Khalifah Umar berkata kepada juru
tulis, "Perpanjang masa jatah Umair sebagai gubernur
Hims." Kata Umair, "Maaf khalifah! saya tidak
menghendaki jabatan itu lagi. Mulai saat ini saya tidak hendak bekerja
lagi untuk Anda atau untuk orang lain sesudah Anda, wahai Amirul Mukminin.
" Kemudian Umair minta izin untuk pergi ke sebuah dusun di pinggiran
kota Madinah dan akan menetap di sana bersama keluarganya. Lalu, khalifah
mengizinkannya.
Belum begitu lama Umair tinggal di
dusun tersebut, Khalifah Umar ingin mengetahui keadaan sahabatnya itu,
bagaimana kehidupannya dan apa yang diusahakannya. Lalu, diperintahkannya
Al-Harits, seorang kepercayaan khalifah, "Pergilah engkau menemui
Umair, tinggallah di rumahnya selama tiga hari sebagai tamu. Bila engkau
lihat keadaannya bahagia penuh nikmat, kembalilah sebagaimana engkau datang.
Jika engkau melihat keadaaannya melarat, berilah uang ini kepadanya.
"Khalifah Umar memberikan pundi berisi seratus dinar kepada Al-Harits".
Al-Harits pergi ke dusun tempat
Umair tinggal. Dia bertanya ke sana-sini di mana rumah Umair. Setelah
bertemu, Al-Harits mengucapkan salam, "Assalamualaikum warahmatullahi
wabarakatuh." Jawab Umair, "Waalaikum salam
warahmatullahi wabarakatuh. Anda datang dari mana? " Jawab
Harits, "Dari Madinah!" Tanya Umair, "Bagaimana
kondisi kaum muslimin sepeninggal Anda?" Jawab Harits, "Baik-baik
saja." Tanya Umair, "Bagaimana kabar Amirul
Mukminin?" Jawab Harits, "Alhamdulilah baik . " Tanya
Umair, "Apakah ditegakkannya hukum?" Jawab Harits, "Tentu,
malahan baru-baru ini dia menghukum dari anaknya sendiri sampai mati karena
bersalah melakukan perbuatan keji." Kata Umair, "Ya
Allah, tolonglah Umar, Saya tahu, sungguh dia sangat mencintai-Mu, wahai
Allah! "

BAHAN YANG DISEDIAKAN

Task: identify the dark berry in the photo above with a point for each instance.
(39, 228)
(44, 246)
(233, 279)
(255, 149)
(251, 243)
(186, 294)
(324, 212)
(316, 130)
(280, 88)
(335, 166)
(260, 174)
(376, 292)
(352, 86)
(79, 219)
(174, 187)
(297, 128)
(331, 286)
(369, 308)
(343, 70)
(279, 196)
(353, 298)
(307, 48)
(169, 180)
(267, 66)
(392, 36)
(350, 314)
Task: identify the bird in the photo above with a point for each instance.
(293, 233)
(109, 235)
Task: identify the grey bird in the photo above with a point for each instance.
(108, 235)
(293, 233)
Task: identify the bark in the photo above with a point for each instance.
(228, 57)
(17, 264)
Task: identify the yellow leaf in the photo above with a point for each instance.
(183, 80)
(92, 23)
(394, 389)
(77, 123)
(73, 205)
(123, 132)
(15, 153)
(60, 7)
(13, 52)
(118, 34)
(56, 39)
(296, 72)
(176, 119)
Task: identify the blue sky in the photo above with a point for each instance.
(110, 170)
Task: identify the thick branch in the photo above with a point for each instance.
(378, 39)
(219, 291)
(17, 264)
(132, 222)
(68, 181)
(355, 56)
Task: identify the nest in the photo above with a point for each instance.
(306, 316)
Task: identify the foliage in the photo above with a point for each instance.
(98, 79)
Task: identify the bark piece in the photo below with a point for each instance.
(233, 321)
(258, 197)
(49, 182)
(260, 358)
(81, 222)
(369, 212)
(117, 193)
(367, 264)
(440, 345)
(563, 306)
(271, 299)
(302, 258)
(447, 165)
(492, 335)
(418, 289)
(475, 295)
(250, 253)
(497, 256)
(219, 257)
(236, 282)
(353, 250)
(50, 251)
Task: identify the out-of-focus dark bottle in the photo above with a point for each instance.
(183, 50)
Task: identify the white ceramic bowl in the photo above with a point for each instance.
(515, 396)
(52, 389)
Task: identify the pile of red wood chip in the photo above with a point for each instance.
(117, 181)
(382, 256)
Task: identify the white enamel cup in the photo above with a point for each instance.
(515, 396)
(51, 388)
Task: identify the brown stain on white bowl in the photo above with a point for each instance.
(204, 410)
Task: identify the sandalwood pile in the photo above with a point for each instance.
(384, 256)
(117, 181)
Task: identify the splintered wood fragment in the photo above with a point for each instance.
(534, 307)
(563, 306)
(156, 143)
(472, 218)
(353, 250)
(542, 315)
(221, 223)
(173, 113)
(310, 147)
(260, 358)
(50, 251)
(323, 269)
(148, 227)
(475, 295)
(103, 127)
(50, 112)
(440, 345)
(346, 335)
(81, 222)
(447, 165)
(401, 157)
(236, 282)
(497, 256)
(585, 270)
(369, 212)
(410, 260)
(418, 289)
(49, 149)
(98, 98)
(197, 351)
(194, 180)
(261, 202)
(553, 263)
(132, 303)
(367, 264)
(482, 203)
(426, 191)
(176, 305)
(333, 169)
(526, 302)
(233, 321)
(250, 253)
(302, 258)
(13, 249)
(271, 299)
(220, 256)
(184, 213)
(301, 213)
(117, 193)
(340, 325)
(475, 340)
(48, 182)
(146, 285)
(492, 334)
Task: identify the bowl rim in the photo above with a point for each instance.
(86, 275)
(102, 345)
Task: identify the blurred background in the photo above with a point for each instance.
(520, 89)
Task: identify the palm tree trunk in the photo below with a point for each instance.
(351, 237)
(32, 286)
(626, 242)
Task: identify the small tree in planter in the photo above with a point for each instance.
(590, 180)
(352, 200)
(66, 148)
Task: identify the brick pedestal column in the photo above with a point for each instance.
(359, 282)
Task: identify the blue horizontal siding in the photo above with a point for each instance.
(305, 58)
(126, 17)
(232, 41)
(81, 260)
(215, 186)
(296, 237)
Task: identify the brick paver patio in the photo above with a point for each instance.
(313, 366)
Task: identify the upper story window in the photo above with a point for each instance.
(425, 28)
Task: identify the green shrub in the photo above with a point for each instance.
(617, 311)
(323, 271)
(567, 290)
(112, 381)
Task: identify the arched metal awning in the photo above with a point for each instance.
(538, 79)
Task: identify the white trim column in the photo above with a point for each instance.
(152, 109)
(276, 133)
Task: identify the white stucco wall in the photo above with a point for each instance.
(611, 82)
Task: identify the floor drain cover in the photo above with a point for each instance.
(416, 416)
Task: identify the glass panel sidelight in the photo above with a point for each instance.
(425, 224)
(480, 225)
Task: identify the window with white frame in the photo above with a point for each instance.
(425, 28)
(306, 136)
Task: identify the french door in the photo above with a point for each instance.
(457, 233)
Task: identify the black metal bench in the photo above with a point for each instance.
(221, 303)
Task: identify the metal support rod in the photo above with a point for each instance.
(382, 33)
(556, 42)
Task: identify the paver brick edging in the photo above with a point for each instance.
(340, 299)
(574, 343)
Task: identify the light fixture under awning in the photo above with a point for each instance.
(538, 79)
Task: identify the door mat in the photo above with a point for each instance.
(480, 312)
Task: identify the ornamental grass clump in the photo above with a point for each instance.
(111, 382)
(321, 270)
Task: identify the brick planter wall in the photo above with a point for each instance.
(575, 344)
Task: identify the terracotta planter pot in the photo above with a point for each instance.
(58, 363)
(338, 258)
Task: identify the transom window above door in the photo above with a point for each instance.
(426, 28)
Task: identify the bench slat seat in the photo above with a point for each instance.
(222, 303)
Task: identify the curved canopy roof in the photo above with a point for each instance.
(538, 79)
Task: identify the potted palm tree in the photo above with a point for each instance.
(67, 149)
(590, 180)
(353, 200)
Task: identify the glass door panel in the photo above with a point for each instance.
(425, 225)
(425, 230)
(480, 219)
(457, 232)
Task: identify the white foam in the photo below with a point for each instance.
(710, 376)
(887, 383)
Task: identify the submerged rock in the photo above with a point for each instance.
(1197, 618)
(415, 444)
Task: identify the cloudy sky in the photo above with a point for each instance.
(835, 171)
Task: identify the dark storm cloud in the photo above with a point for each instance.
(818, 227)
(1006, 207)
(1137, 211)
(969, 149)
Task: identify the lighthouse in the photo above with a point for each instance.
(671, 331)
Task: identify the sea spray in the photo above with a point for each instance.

TUGAS 1
Menurut kisah Umair, berapa dinar isi pundi yang diberikan Khalifah Umar kepada Al-Harits?
TUGAS 2
Salin kata demi kata bagian kisah Umair yang dimulai pada kata-kata "Belum begitu lama" dan berhenti setelah kata-kata "sebagaimana engkau datang.".
Item-item tersebut tidak digunakan sama sekali di sini.

JAWABAN LENGKAP 1
Seratus dinar.

JAWABAN LENGKAP 2
Belum begitu lama Umair tinggal di
dusun tersebut, Khalifah Umar ingin mengetahui keadaan sahabatnya itu,
bagaimana kehidupannya dan apa yang diusahakannya. Lalu, diperintahkannya
Al-Harits, seorang kepercayaan khalifah, "Pergilah engkau menemui
Umair, tinggallah di rumahnya selama tiga hari sebagai tamu. Bila engkau
lihat keadaannya bahagia penuh nikmat, kembalilah sebagaimana engkau datang.